── EXCERPT TO READ ──
What Is Web Analytics?

Web analytics is the process of working with website data to improve the user experience (UX) and site performance. And includes creating goals, collecting and analyzing data, and making decisions based on your analysis.

Digital analysts, ecommerce specialists, UX designers, product managers, and content managers all rely on web analytics to perform their jobs.

The most widely used web analytics tool is Google Analytics. Here’s a snapshot of what the platform can show you:

Google Analytics dashboard

But there are other products (which we’ll discuss later in the article) that can produce similar results. These types of analytics tools help marketers and analysts in several important ways.

Benefits of Website Analytics

Website analytics helps to make sense of your website and your online visitors. So you can continually improve performance.

Below are some of the specific ways you can benefit from using website analytics.

Understand Your Audience

Website analytics tells you how your website visitors interact with your site. And can help answer important questions like:

  • Which pages do visitors view the most?
  • Which pages are holding attention?
  • Which pages lose visitors?
  • How many visitors are coming for the first time vs. making a return visit?
  • How are visitors interacting with your site content?

Here’s Google Analytics data showing the most-viewed pages on the Google Merchandise Store demo account. You can see page views, the number of unique visitors who have viewed those pages, and the average time they were actively engaged with the page.

Google Analytics table showing the most-viewed pages

As you learn more about your audience through data like this, you can craft better content and a better website experience.

Determine Your Top Conversion Actions

Google says a conversion is any “user action that you count because you consider it important.” And what’s important depends on the purpose of the website.

For example, an online purchase is likely the most important conversion for an ecommerce website. But a form submission may be the most important conversion for a B2B company that wants to drive leads.

Whatever the conversion is, you can record data about it and measure how efficient your site is in generating that specific action. Then, you can work to improve those conversion rates.

Here you see the conversions for the Google Merchandise Store demo account. The 1,496 purchase conversions are undeniably the most important. But the view_item conversion (102,361 occurrences) and add_to_cart conversion (25,626 occurrences) are also important. 

A table showing conversions for the Google Merchandise Store demo account

When you compare those second two numbers, you can see that 25% of all item views translate to adding the item to a cart. That 25% can be used as a baseline, and the team can see if they can improve results from there. 

The team might try to improve by adding customer reviews and video demos on product pages. Small improvements in conversion efficiency can make a big impact in the overall performance.

Manage Your Advertising Budget

Web analytics can tell you how many visits and conversions you get from various traffic sources. Like paid search ads, paid social ads, email marketing, and organic search.

Here, you can see budget and conversion data from the Google Ads platform for a business that generates new clients through completed contact forms. 

This search campaign has generated 92 conversions with an advertising cost of $1,877.75 during the time period in question. Combining those two metrics yields a cost per conversion of $20.41.

The current budget is $30.50 per day, and that can be adjusted as needed.

The campaign budget data

Web analytics data like this helps you make smarter decisions about your advertising budget.
───
● CHALLENGES
**1)** Answer each question using the web analytics excerpt.
(a) Which web analytics tool is the most widely used?
(b) How many purchase conversions are reported for the Google Merchandise Store demo account?
(c) What is the current daily budget of the search campaign?
**2)** Summarize the web analytics excerpt in two sentences.
The items that follow come from a separate source and are unrelated to the text above.
── ENTRIES ──
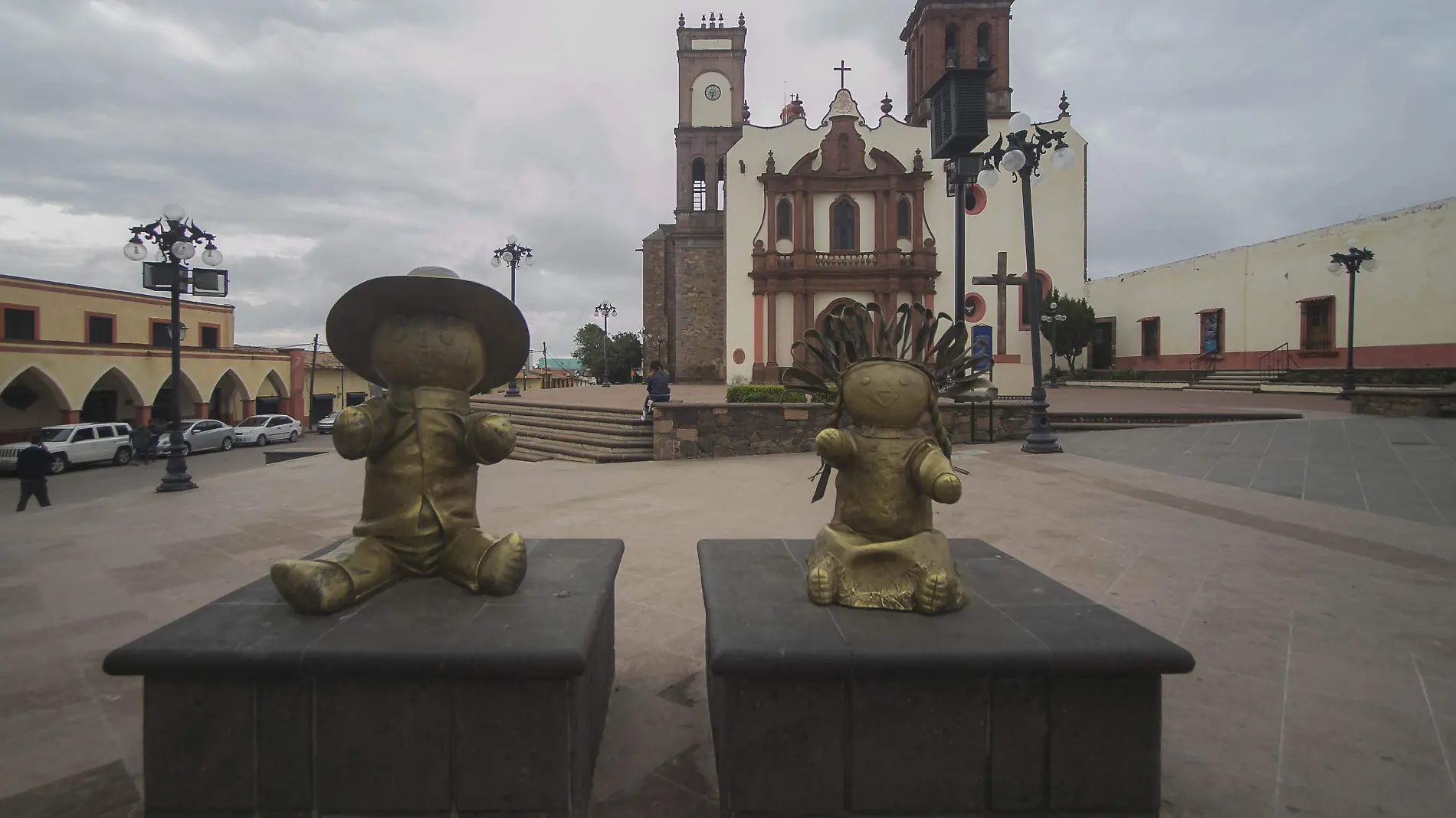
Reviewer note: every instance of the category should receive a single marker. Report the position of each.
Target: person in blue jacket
(31, 466)
(658, 388)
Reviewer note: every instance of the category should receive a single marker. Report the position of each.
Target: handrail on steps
(1202, 367)
(1277, 362)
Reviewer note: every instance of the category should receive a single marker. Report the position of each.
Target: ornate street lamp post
(1352, 263)
(1053, 319)
(605, 310)
(1019, 152)
(176, 239)
(513, 254)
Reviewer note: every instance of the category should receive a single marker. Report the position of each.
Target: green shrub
(765, 394)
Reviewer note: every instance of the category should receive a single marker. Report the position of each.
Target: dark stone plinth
(424, 701)
(1031, 701)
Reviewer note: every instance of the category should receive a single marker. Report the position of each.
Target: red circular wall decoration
(975, 307)
(977, 203)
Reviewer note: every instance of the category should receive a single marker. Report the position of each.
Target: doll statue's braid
(943, 438)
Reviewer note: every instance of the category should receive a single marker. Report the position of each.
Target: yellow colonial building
(72, 354)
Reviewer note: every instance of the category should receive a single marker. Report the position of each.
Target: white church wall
(713, 113)
(1402, 309)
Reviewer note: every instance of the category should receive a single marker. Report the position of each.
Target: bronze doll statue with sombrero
(887, 375)
(433, 339)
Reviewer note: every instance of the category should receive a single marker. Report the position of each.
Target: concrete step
(587, 427)
(1216, 388)
(530, 407)
(584, 453)
(609, 441)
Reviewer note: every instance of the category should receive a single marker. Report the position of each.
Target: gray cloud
(376, 136)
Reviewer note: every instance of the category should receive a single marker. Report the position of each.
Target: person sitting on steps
(658, 389)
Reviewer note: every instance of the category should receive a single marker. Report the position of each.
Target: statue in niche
(886, 375)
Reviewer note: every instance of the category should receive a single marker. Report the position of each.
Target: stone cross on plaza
(1001, 280)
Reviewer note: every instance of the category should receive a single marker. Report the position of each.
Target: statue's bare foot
(823, 584)
(504, 567)
(936, 593)
(313, 587)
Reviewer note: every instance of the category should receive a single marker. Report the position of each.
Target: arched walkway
(113, 396)
(231, 401)
(271, 394)
(29, 401)
(189, 401)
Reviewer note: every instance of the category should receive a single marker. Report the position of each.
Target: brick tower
(973, 34)
(684, 263)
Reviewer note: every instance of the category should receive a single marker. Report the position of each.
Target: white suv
(261, 430)
(77, 443)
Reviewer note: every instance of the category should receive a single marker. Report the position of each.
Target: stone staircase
(545, 431)
(1234, 380)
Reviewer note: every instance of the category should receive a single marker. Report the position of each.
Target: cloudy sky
(328, 142)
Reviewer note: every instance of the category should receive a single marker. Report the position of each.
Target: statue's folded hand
(353, 433)
(490, 438)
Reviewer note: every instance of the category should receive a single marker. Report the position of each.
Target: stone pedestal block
(424, 701)
(1031, 701)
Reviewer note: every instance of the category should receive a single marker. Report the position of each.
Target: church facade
(779, 224)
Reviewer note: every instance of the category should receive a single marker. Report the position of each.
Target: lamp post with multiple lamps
(1019, 152)
(1053, 319)
(1352, 263)
(176, 239)
(605, 310)
(513, 254)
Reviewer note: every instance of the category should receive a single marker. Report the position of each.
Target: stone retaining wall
(728, 430)
(1401, 402)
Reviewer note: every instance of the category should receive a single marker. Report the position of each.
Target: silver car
(198, 436)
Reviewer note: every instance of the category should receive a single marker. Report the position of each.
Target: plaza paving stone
(1392, 466)
(1324, 635)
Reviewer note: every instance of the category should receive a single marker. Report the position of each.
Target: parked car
(77, 443)
(326, 425)
(261, 430)
(200, 436)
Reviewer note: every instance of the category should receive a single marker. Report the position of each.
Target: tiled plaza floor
(1392, 466)
(1325, 636)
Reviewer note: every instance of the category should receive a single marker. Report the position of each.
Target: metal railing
(1202, 367)
(1277, 362)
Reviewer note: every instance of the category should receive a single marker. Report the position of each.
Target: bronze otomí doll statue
(433, 339)
(887, 375)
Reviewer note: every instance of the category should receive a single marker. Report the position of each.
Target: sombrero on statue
(428, 290)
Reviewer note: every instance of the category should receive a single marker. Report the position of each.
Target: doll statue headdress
(886, 375)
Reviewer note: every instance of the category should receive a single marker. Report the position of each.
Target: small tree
(589, 348)
(626, 355)
(1074, 334)
(625, 352)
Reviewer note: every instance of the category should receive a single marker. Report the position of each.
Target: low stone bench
(422, 701)
(1030, 701)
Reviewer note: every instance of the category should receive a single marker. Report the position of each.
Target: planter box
(1030, 701)
(422, 701)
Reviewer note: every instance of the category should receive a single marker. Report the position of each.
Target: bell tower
(684, 280)
(710, 114)
(969, 34)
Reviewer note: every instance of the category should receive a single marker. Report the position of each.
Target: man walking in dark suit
(31, 466)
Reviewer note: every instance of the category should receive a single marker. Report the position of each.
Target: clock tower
(684, 263)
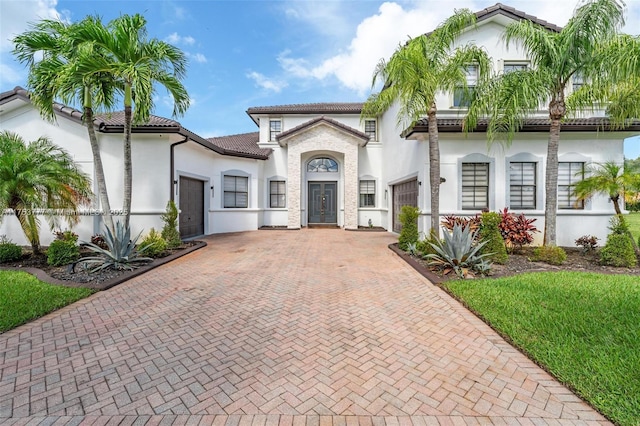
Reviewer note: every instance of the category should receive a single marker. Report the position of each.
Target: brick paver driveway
(301, 328)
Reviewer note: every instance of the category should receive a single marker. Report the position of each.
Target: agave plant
(121, 252)
(457, 253)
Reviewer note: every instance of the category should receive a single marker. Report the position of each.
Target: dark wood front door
(323, 206)
(404, 194)
(191, 207)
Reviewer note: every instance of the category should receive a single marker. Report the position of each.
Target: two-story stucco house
(321, 164)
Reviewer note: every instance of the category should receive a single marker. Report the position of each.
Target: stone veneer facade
(323, 138)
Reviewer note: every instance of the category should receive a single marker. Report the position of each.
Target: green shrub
(9, 251)
(170, 231)
(409, 220)
(618, 251)
(62, 252)
(153, 244)
(459, 254)
(66, 235)
(490, 234)
(552, 255)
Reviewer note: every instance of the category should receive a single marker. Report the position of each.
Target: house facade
(322, 164)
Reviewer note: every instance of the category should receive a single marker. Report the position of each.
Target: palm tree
(613, 180)
(136, 63)
(556, 58)
(39, 176)
(61, 73)
(414, 75)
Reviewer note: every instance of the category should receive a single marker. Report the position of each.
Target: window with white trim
(370, 128)
(461, 96)
(522, 185)
(236, 191)
(277, 194)
(569, 174)
(475, 186)
(514, 66)
(275, 127)
(367, 193)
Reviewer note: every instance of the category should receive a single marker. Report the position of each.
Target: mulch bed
(521, 262)
(81, 277)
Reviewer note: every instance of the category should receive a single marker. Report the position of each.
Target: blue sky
(264, 52)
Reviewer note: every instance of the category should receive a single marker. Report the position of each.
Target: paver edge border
(105, 285)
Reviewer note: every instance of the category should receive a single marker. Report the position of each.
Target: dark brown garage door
(191, 207)
(404, 194)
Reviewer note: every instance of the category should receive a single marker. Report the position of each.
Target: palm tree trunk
(127, 166)
(434, 170)
(551, 184)
(616, 206)
(99, 171)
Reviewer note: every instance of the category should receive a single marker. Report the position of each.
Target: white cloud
(377, 36)
(175, 38)
(265, 83)
(15, 15)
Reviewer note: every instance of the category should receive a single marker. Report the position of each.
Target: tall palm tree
(613, 180)
(136, 63)
(556, 58)
(61, 73)
(414, 75)
(39, 177)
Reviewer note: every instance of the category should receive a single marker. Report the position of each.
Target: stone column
(351, 187)
(294, 190)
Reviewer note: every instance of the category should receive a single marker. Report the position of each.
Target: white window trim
(478, 158)
(269, 128)
(235, 173)
(525, 157)
(375, 193)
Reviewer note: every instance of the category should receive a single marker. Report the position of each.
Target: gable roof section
(241, 144)
(323, 120)
(515, 14)
(454, 125)
(312, 108)
(114, 123)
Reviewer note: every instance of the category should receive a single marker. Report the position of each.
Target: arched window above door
(322, 165)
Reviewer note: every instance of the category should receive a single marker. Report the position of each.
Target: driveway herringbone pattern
(292, 328)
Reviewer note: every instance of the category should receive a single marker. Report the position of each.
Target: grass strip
(583, 327)
(24, 298)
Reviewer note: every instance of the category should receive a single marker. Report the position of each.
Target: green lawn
(24, 298)
(583, 327)
(634, 223)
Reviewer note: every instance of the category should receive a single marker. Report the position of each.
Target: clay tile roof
(117, 119)
(314, 108)
(245, 143)
(453, 125)
(511, 12)
(355, 132)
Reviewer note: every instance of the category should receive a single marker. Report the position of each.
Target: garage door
(191, 207)
(404, 194)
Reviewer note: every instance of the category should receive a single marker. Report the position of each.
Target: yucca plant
(121, 252)
(457, 253)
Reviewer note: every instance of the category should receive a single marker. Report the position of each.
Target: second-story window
(275, 127)
(461, 97)
(370, 128)
(514, 66)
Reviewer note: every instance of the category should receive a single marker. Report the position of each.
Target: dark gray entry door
(323, 206)
(404, 194)
(191, 207)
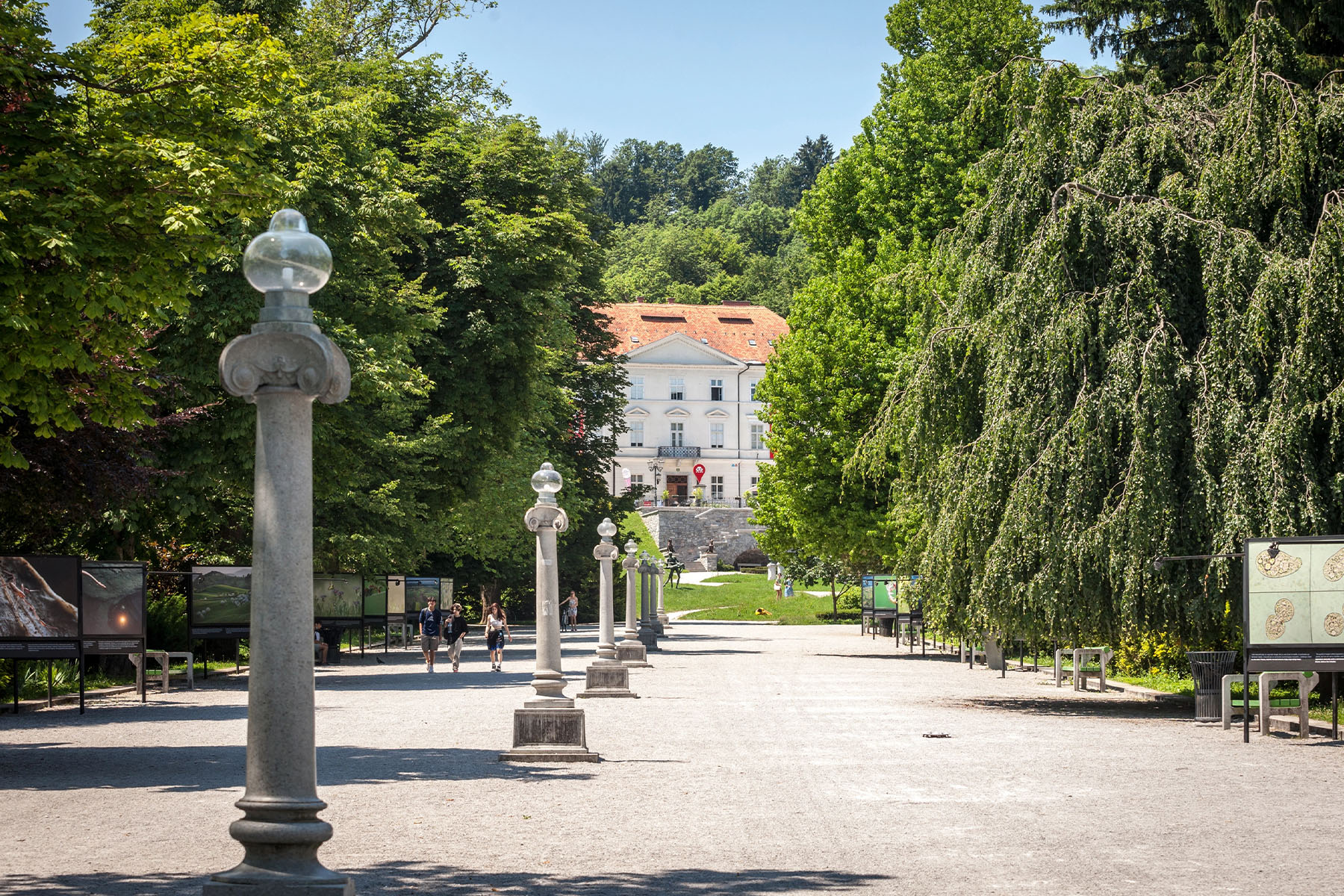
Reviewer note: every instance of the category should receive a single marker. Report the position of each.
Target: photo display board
(1293, 603)
(113, 606)
(40, 608)
(337, 597)
(376, 598)
(883, 594)
(220, 602)
(418, 591)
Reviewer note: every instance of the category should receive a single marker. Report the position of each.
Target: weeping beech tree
(1132, 346)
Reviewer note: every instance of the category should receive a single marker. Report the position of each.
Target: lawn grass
(633, 527)
(739, 597)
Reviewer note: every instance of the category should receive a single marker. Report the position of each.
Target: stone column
(606, 677)
(281, 367)
(648, 576)
(549, 727)
(631, 652)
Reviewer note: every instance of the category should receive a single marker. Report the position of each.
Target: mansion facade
(691, 413)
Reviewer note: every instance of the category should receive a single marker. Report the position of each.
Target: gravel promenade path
(759, 759)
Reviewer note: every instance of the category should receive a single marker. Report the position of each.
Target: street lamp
(281, 367)
(656, 467)
(606, 677)
(549, 727)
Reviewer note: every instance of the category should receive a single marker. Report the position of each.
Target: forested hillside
(1063, 321)
(694, 227)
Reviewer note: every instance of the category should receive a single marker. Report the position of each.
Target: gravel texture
(759, 759)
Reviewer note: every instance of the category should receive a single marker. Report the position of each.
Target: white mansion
(691, 411)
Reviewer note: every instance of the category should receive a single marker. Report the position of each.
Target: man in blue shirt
(432, 623)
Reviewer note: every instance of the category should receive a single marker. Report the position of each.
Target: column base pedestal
(632, 655)
(650, 638)
(608, 680)
(265, 886)
(273, 889)
(549, 735)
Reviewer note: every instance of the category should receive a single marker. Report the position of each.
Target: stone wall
(692, 528)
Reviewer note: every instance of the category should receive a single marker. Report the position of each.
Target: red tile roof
(727, 328)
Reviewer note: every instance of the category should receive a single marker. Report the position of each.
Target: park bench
(164, 660)
(1305, 682)
(1089, 662)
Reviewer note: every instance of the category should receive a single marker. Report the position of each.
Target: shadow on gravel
(198, 768)
(893, 656)
(403, 877)
(1115, 709)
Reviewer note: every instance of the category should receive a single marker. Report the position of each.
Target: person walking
(497, 629)
(432, 626)
(456, 635)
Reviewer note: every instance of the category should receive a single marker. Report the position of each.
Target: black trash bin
(1209, 668)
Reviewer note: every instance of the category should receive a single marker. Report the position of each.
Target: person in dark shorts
(456, 635)
(497, 629)
(432, 626)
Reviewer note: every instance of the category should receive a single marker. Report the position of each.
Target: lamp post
(281, 367)
(631, 652)
(606, 677)
(549, 727)
(648, 578)
(660, 615)
(656, 469)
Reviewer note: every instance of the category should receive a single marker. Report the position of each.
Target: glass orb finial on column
(546, 482)
(287, 257)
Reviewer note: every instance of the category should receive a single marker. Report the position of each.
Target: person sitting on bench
(319, 645)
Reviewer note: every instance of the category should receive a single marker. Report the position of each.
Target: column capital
(285, 356)
(546, 516)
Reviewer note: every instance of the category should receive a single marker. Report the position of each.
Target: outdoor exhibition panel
(113, 606)
(220, 602)
(376, 600)
(1293, 603)
(420, 590)
(339, 597)
(40, 608)
(882, 597)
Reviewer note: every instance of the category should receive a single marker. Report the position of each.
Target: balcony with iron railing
(679, 450)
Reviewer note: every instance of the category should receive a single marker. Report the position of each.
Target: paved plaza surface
(759, 759)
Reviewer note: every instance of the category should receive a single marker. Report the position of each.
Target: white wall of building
(699, 414)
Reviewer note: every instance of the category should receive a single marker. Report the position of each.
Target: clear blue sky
(752, 75)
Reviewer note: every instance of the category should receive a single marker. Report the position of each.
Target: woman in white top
(497, 629)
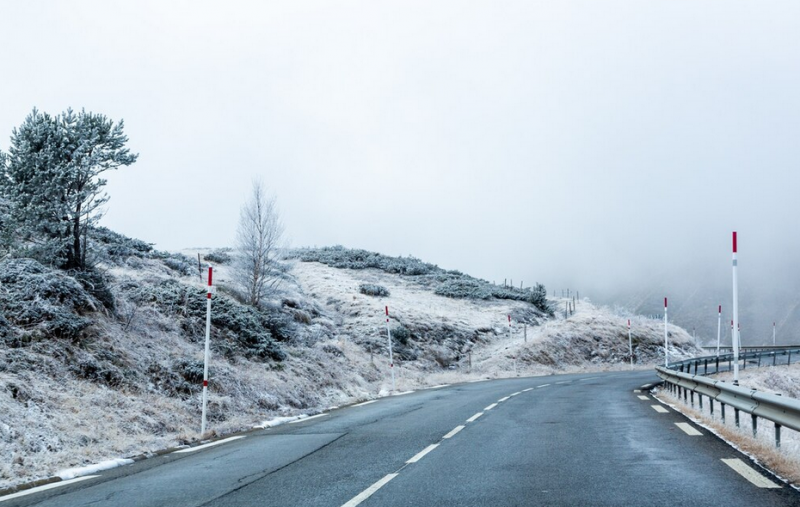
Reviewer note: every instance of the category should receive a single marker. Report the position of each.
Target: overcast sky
(582, 144)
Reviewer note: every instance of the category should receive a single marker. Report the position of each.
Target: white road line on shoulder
(308, 418)
(421, 454)
(453, 432)
(472, 419)
(688, 429)
(45, 487)
(206, 446)
(748, 473)
(369, 491)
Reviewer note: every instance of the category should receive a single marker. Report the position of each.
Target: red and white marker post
(736, 337)
(719, 327)
(666, 336)
(207, 349)
(391, 358)
(630, 342)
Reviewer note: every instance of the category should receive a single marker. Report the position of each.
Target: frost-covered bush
(42, 302)
(344, 258)
(115, 247)
(370, 289)
(247, 327)
(220, 256)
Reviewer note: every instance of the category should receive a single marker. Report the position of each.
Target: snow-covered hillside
(112, 367)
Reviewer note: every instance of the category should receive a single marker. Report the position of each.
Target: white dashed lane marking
(474, 417)
(453, 432)
(688, 429)
(748, 473)
(369, 491)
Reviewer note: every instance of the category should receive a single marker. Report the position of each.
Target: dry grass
(783, 462)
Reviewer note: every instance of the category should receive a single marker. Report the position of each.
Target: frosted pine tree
(51, 181)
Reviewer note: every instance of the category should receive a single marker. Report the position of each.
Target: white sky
(573, 143)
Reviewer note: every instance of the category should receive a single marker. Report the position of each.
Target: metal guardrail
(781, 411)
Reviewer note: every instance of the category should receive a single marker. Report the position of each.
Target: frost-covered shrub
(370, 289)
(43, 302)
(344, 258)
(179, 263)
(115, 247)
(250, 328)
(220, 256)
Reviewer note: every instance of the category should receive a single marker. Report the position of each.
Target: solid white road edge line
(748, 473)
(422, 453)
(688, 429)
(453, 432)
(308, 418)
(206, 446)
(46, 487)
(472, 419)
(369, 491)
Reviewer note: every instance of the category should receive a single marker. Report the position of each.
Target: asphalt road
(585, 439)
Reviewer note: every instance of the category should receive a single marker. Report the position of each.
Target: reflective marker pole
(666, 339)
(735, 317)
(719, 328)
(630, 342)
(391, 358)
(205, 358)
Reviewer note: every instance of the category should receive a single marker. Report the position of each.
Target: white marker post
(735, 336)
(205, 358)
(666, 338)
(391, 358)
(630, 342)
(719, 327)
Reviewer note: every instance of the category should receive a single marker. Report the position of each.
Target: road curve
(582, 439)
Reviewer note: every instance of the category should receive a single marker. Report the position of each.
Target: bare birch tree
───
● ANSWERS BELOW
**1)**
(a) Google Analytics
(b) 1,496
(c) $30.50 per day

**2)** Web analytics is the process of working with website data to improve the user experience and site performance, and it includes creating goals, collecting and analyzing data, and making decisions based on the analysis. Its benefits include understanding how visitors interact with a site, measuring and improving conversion actions, and managing an advertising budget by tracking visits and conversions from different traffic sources.